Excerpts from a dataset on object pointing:
__________________________________________________

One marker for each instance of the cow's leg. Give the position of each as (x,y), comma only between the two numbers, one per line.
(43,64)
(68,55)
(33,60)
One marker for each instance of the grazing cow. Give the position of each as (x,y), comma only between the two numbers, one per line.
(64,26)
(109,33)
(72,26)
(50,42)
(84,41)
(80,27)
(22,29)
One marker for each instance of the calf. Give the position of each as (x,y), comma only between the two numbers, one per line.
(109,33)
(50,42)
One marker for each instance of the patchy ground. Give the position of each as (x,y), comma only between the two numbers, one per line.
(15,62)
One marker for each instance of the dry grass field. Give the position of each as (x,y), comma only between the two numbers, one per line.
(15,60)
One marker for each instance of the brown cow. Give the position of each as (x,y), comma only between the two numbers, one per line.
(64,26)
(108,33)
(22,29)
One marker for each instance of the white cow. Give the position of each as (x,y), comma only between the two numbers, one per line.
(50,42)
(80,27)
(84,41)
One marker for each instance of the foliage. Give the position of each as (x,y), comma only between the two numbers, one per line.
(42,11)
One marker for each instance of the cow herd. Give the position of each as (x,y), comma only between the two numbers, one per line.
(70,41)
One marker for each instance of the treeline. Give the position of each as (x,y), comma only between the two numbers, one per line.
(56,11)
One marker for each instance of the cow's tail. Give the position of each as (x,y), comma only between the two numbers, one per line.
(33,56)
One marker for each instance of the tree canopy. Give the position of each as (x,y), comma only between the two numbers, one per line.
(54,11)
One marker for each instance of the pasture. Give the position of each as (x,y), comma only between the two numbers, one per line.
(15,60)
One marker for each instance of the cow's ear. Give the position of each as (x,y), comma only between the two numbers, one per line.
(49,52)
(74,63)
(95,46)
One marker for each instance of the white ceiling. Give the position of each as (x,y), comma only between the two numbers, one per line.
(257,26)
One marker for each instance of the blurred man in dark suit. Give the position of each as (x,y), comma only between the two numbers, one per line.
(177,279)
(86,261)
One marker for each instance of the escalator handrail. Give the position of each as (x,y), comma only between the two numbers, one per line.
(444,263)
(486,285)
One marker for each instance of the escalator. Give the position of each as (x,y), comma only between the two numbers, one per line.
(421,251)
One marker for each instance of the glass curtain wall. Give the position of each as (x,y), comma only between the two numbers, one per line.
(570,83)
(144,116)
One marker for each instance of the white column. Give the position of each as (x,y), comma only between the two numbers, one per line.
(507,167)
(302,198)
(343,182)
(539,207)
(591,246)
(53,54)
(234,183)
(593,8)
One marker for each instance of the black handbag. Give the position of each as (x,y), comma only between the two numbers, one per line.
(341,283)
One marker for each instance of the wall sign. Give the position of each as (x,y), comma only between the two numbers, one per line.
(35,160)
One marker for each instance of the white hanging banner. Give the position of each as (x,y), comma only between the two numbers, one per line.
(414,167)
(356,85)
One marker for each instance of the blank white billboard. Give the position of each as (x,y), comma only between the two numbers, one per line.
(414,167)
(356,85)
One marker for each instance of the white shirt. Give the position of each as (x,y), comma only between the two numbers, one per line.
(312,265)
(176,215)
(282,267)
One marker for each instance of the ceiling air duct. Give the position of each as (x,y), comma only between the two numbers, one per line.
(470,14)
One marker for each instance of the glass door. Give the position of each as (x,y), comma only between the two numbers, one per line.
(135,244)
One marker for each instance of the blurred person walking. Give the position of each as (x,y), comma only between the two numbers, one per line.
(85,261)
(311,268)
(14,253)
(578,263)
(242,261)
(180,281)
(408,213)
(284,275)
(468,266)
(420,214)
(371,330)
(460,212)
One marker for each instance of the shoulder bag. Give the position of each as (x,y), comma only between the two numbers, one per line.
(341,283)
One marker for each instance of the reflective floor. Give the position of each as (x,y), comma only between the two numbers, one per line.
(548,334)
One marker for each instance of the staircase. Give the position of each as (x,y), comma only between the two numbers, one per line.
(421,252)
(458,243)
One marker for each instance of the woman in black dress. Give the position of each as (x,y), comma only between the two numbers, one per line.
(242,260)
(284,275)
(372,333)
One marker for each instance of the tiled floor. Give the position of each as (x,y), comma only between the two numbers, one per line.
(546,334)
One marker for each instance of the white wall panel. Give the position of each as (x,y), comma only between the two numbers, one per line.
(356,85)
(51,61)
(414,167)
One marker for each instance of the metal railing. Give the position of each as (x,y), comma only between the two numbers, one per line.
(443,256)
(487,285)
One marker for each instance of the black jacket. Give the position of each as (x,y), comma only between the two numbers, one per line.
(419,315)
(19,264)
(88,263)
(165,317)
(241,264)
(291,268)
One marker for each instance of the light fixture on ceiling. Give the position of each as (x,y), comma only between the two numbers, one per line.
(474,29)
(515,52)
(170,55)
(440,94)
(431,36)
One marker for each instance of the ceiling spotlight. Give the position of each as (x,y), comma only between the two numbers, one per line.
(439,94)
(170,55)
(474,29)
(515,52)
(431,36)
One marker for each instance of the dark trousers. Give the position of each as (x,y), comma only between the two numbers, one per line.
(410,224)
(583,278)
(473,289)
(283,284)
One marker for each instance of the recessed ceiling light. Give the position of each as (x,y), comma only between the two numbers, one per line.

__________________________________________________

- Written problem
Copy out word for word the lines of the material that begin at the line containing "One marker for each instance of the ceiling spotlight." and continue through the final line of the material.

- Solution
One marker for each instance of the ceiling spotlight. Give the position of each as (x,y), comma only between the two numbers, one per line.
(439,94)
(170,55)
(474,29)
(515,52)
(431,36)
One marker for each instance of the dark trousers. Give the position of each as (x,y), comma only between the two numbers, one per line.
(410,224)
(583,278)
(473,289)
(283,284)
One marker for each instance of the recessed ceiling light. Give the position of each as (x,y), comma only between the two numbers, one per line.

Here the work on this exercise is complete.